- [What to do]:
1/ Copy the passage on the Loki and Y'ei bone sculptures from "Loki is a famous" up to and including "gift for Odin.".
2/ Carry on the passage on the Loki and Y'ei bone sculptures, picking up right after its final sentence.
-------- Given passage --------
Loki is a famous prankster in Norse mythology. He is a master manipulator and his shape shifting gets him out of trouble time and again. He is tolerated by Odin mostly because he is endearing. He maintains a pleasant nature, even while stabbing you in the back. He puts himself first, always, but when he is on a mission to save his own skin, he may just accidentally become useful.
Loki presented himself while I was carving into this horse’s sacrum. I carved in the lines, but somehow the piece was screaming for something more prominent. I chose to enhance the grooves by using a burning tool, a process known as pyrography. The end result was clownish and mythical. Looking at the sculpture, I imagine Loki shape shifting into a raven. He appears to hold a smaller package in his clutch; perhaps it’s another gift for Odin.
I have always been drawn to Native American symbols. The Y’ei mask is particularly interesting. The geometric shapes are deeply symbolic. The name Yei derives from the word Yeibicheii meaning the Holy People.
I began creating these masks as a way of teaching myself metal work. Once I discovered how the Y’ei masks complimented the etched bone sculpture, I gave it a copper face and created my first mixed media sculpture.
-------- Data excerpts --------
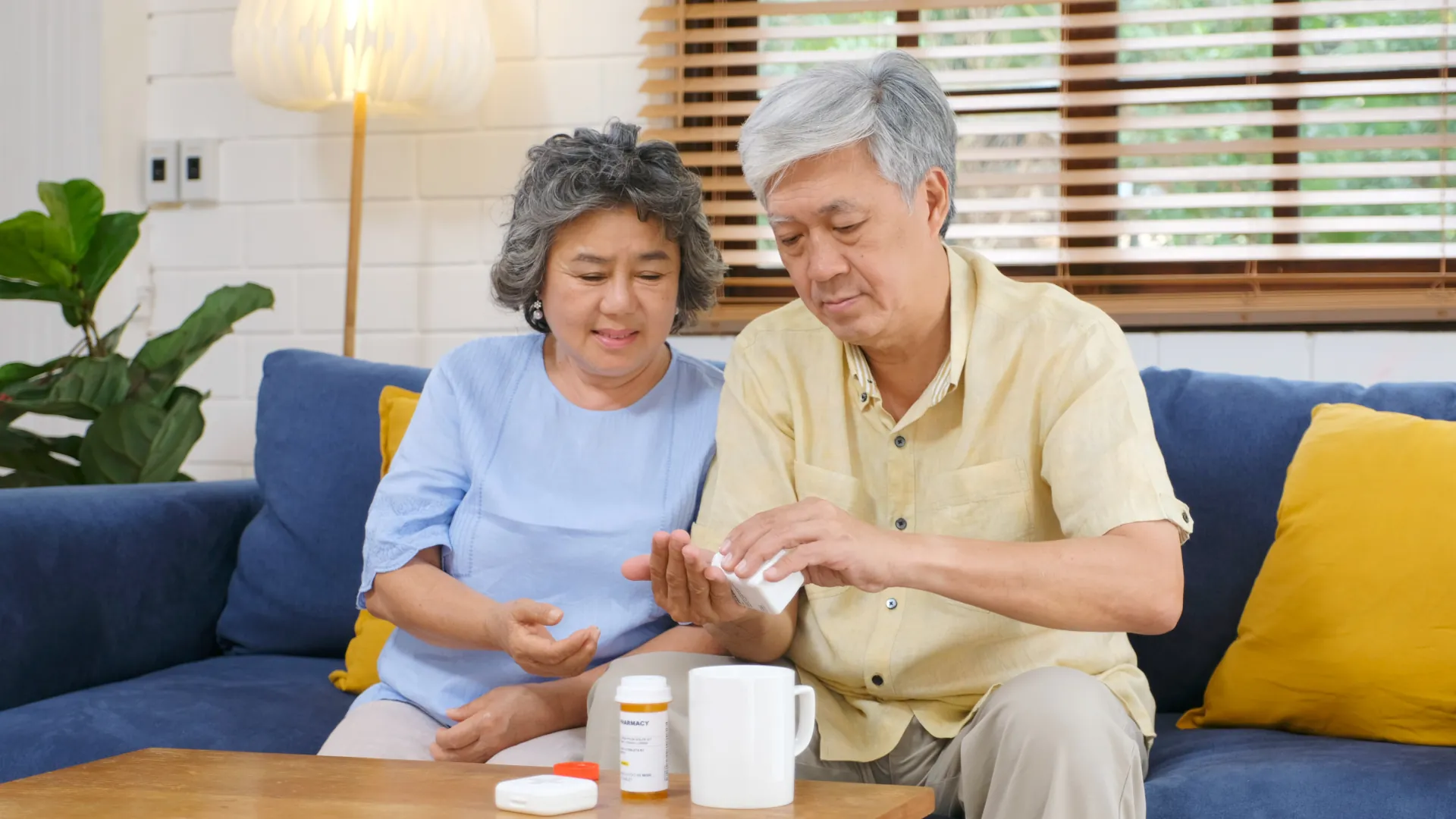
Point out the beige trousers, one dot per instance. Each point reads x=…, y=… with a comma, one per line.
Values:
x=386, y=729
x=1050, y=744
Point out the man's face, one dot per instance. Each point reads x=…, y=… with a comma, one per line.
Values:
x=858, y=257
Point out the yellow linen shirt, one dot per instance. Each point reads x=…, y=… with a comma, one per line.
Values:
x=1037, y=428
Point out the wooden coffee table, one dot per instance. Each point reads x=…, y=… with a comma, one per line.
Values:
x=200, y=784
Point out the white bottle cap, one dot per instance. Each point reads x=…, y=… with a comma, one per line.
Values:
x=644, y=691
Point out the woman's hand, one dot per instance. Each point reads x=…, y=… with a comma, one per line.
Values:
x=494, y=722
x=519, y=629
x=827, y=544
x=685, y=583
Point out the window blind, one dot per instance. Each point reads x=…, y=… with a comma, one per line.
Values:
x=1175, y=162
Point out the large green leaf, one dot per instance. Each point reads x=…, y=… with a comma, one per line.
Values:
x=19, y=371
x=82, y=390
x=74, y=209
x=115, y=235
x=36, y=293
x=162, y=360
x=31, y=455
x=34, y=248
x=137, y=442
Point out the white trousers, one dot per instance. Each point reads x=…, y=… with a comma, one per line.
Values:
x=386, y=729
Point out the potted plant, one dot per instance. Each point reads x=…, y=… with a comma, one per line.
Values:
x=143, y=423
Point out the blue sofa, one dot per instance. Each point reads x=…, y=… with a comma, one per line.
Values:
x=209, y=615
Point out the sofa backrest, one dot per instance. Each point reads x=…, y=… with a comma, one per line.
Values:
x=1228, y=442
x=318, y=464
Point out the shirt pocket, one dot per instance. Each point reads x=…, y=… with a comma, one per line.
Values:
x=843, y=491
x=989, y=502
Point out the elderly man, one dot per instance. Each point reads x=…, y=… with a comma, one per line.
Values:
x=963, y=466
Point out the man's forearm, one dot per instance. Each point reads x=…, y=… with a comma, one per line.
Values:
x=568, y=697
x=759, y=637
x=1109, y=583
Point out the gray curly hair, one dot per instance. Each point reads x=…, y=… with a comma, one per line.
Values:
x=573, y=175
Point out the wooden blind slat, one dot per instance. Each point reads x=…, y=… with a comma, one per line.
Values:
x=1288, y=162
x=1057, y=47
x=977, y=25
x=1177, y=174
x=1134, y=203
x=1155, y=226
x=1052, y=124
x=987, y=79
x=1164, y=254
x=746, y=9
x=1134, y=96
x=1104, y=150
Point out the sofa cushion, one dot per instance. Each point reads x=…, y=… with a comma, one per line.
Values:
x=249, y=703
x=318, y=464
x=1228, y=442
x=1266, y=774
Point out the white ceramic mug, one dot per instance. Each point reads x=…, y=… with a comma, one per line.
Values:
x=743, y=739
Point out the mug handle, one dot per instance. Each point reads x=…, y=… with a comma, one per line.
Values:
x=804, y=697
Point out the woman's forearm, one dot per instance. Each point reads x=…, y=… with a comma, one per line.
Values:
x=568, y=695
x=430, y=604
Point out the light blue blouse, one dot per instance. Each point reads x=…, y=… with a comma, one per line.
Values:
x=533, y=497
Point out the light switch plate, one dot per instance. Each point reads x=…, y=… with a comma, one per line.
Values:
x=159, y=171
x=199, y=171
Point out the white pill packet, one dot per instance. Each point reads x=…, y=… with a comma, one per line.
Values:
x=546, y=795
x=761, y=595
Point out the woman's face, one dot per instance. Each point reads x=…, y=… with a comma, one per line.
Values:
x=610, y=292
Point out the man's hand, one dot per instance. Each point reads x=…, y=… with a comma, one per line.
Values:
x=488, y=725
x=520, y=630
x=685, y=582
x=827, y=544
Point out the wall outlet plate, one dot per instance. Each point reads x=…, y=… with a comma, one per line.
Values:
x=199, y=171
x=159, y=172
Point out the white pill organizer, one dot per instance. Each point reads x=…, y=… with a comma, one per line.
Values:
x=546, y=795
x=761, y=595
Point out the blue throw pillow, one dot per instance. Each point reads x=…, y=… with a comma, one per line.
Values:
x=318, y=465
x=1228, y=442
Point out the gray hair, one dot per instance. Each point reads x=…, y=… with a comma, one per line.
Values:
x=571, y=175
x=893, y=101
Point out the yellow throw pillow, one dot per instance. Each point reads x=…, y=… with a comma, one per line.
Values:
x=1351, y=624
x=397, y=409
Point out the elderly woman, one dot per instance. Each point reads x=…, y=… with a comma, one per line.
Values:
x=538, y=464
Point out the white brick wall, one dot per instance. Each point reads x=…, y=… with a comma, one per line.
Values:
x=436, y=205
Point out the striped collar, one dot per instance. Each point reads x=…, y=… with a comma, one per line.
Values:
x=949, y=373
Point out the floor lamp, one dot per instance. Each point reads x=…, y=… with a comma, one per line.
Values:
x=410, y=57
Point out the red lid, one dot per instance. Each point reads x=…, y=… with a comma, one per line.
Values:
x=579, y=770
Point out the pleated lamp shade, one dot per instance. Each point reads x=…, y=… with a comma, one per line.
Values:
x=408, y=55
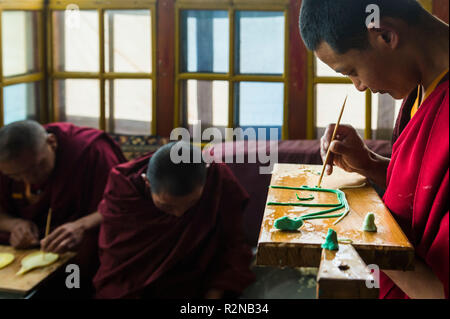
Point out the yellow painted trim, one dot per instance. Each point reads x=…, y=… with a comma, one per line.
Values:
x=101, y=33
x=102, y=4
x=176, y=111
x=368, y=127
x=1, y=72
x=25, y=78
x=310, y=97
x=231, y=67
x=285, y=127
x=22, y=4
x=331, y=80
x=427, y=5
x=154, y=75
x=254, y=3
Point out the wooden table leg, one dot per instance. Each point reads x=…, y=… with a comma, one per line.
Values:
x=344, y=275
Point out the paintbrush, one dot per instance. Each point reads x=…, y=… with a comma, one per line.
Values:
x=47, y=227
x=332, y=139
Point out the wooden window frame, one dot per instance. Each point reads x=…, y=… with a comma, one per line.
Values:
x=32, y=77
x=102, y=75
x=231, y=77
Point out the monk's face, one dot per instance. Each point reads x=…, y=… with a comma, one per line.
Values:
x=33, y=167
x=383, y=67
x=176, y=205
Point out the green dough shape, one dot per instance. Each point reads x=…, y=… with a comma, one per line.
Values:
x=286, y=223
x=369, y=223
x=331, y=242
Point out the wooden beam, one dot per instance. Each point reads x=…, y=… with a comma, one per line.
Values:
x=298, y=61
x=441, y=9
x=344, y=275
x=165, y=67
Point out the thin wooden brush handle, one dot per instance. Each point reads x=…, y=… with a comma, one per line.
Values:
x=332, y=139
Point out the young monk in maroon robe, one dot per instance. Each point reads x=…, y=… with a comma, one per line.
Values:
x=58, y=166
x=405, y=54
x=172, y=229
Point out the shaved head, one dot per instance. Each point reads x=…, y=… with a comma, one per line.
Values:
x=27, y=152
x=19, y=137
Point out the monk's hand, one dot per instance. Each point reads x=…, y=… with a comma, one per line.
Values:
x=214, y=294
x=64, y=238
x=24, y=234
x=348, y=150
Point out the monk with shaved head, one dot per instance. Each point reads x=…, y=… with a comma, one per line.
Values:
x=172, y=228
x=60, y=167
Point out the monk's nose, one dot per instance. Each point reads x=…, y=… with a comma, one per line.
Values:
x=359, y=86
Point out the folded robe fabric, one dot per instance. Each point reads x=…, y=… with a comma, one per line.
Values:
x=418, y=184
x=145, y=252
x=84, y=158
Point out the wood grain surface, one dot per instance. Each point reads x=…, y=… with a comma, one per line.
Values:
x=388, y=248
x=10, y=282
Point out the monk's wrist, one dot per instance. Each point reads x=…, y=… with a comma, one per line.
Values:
--------
- [Written responses]:
1/
Loki is a famous prankster in Norse mythology. He is a master manipulator and his shape shifting gets him out of trouble time and again. He is tolerated by Odin mostly because he is endearing. He maintains a pleasant nature, even while stabbing you in the back. He puts himself first, always, but when he is on a mission to save his own skin, he may just accidentally become useful.
Loki presented himself while I was carving into this horse’s sacrum. I carved in the lines, but somehow the piece was screaming for something more prominent. I chose to enhance the grooves by using a burning tool, a process known as pyrography. The end result was clownish and mythical. Looking at the sculpture, I imagine Loki shape shifting into a raven. He appears to hold a smaller package in his clutch; perhaps it’s another gift for Odin.

2/
Ironically, my first piece was created on the day Pat Conroy died, March 4, 2016, and so I named it “Prince of Tides.” It gives a voice to these jawbones and sets them in a human posture with their arms waving as if floating mysteriously in tidal water. It all fit together so nicely that I call the sculptures the “Prince of Tides” series.
There are tensculptures in the series so far: Prince of Tides, Trumpeter, Medicine Woman, Sedna, Narwhale, Twins, Royal Couple, Walrus, Odin, and Pretty White Bird.
Home for a visit, Medicine Woman is blessing the new year with a shake of her golden rattle. May all who see her feel the energy and soar into a new year free of evil spirits. She resides in Liberty Maine at the Davistown Museum. Here is the link:
Birth is a pathway to eternity. Bones remain the sole witness of a mortal existence and provide a narrative of our earthly life. My work shows that death is not morbid, but simply the end of growth; I strive to resurrect forgotten spirits and recover stories of those deceased. In my sculptures, bones have a voice; they can now forever speak for themselves.
I dedicate this piece to my nephews Matt, Mike, and grandniece Amber, gone but not forgotten.
The Twins stand in the spotlight of human arrogance. They dance, carefree, appearing to cheat death. Gazing upon their beauty, we screen out the decaying teeth. We pause and accept these are indeed the remains of a mortal, yet still the fantasy persists, denying our fate is just as certain. How easy it is to look to the right or left of death and imagine our time is not borrowed.